**Excerpted text:**

=====

You think a bunch of normies are buying a game because of autistic conversations about mod load orders they don't actually see?
 

Gargaune

Arcane
Joined
Mar 12, 2020
Messages
3,619
You think a bunch of normies are buying a game because of autistic conversations about mod load orders they don't actually see?
No, I think a bunch of normies are buying a game because they each know that one guy who's still playing Skyrim and keeps taking about it. They don't need to know or understand that he's playing it for the mods, they just know that every once in a while he brings up this old game they've heard about before, so eventually they get curious. Most of 'em will never touch a mod, but one will and he'll turn into "that guy" for another bunch of normies down the line, and so it goes.

=====

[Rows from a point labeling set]
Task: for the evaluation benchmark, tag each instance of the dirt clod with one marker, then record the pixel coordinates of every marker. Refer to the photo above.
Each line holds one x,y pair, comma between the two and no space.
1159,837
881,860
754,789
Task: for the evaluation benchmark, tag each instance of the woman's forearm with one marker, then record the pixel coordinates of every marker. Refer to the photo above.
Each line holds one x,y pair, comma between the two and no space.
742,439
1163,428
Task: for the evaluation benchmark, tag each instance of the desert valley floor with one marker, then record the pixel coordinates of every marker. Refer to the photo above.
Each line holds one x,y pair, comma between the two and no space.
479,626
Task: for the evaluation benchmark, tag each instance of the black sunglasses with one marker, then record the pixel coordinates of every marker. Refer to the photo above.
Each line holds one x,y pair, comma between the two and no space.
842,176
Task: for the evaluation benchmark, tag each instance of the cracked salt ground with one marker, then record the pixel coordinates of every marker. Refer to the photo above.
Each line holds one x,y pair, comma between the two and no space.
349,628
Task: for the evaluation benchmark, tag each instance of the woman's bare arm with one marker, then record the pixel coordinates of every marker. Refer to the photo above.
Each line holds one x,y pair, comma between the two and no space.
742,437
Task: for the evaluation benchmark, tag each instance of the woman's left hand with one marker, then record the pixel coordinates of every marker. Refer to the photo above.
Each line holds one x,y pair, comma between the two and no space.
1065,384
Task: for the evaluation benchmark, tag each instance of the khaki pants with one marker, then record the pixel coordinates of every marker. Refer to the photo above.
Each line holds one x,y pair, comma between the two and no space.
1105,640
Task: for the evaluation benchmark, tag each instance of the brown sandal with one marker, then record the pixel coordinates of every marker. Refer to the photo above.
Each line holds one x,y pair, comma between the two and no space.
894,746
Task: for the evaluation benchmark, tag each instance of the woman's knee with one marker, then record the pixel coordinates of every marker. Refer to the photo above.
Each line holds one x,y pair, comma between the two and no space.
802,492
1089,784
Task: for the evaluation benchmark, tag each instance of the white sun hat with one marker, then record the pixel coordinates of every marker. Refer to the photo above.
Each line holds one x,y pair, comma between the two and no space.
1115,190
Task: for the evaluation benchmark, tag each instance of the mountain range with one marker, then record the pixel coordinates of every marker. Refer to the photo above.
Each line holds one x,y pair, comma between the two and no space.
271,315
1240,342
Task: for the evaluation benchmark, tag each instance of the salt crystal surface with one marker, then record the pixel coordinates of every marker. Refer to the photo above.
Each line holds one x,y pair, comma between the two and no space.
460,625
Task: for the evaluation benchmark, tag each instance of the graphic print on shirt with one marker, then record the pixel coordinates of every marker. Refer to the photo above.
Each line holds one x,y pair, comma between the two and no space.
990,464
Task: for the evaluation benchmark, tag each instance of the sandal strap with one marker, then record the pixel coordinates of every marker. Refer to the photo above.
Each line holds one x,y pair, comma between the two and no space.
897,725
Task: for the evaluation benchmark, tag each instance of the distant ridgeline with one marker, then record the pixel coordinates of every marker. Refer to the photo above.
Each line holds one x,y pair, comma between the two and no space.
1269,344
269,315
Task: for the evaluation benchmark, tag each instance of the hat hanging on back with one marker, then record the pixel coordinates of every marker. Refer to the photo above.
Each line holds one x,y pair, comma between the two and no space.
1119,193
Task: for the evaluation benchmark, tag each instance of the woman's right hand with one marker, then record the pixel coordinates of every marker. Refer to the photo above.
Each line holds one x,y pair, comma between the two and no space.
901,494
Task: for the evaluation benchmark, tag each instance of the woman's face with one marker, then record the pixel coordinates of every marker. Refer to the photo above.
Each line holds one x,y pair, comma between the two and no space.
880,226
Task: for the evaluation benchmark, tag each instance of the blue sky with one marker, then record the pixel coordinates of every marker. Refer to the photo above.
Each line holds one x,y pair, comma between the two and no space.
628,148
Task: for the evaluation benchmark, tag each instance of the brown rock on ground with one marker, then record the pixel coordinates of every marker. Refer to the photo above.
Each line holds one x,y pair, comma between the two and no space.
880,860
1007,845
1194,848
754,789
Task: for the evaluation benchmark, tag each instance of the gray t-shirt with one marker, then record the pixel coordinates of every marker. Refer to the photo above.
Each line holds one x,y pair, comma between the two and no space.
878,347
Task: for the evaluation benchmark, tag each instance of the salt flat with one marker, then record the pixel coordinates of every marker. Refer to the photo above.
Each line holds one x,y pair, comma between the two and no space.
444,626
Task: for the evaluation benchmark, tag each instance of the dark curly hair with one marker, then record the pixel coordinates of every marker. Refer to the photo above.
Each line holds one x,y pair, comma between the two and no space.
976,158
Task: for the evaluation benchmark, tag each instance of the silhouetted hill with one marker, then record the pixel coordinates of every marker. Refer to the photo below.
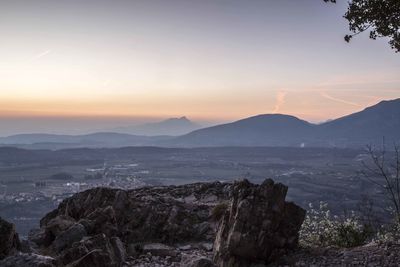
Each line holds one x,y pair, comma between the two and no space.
364,127
356,130
261,130
172,126
359,129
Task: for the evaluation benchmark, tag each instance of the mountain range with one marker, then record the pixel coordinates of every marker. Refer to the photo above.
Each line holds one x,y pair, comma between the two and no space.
355,130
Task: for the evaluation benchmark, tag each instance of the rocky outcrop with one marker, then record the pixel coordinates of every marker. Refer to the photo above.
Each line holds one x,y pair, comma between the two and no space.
9,241
113,225
166,226
258,226
28,260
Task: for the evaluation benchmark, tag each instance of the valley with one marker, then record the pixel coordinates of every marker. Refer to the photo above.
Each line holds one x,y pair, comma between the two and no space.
33,182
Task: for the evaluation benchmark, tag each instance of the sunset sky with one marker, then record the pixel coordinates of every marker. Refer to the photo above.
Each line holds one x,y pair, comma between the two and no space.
110,62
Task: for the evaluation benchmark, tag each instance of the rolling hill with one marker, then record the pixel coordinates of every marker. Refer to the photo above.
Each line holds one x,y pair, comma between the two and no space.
368,126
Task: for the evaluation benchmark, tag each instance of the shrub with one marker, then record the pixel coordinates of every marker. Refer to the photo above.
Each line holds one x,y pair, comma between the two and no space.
322,229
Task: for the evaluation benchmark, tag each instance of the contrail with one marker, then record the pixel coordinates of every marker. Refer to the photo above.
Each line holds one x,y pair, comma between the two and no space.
280,100
324,94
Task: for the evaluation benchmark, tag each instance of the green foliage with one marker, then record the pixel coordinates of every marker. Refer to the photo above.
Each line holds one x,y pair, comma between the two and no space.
218,211
380,17
322,229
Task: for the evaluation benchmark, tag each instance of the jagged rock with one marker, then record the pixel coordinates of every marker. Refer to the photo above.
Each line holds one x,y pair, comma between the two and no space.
202,262
96,258
65,239
9,241
119,249
39,237
112,247
157,249
155,214
258,226
28,260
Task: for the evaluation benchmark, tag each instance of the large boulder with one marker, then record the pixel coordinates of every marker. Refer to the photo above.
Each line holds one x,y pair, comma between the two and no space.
112,250
156,215
9,241
258,226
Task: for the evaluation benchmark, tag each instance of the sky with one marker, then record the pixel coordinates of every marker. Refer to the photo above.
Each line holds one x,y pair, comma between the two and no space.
76,66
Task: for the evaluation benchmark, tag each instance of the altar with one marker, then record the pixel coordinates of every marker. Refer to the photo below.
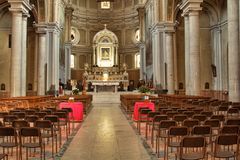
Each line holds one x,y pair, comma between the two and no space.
108,86
106,74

=====

**Tasks for this exercise:**
1. Write down every number that shows up in the forum exchange about Skyrim.
2. Go on with the forum exchange about Skyrim, starting right after its final sentence.
You won't need the rows for any of this.

**Task responses:**
1. 12, 2020, 3,619

2.
Zibniyat

Arcane
Joined
Jun 22, 2014
Messages
6,536
Obsidian's Skyrim clone Avowed

You should stop using this word, "clone". Skyrim isn't some unique video game done never before or later. I could just as well say Skyrim is a clone of Oblivion, only much worse. Other developers have the right to make similar games without their games being described as "clones". And whilst it appears that most gaming journalists strongly compare it to Skyrim, you don't have to. Otherwise I don't know why we wouldn't call every game a clone of something. Speaking of which, the occurrence of "souls-like", "rogue-like" and other "something-like" labels for games over the past 5 years points to developers (and the newspapers) being uncreative, timid and at the same time craving for attention, which I find pathetic. Normal developers and their games don't need to attach such pitiful labels (which also genuinely sound retarded) to their games, they can however say what inspired them.

Regardless, you really ought to stop using this word, and this is a good intentioned advice.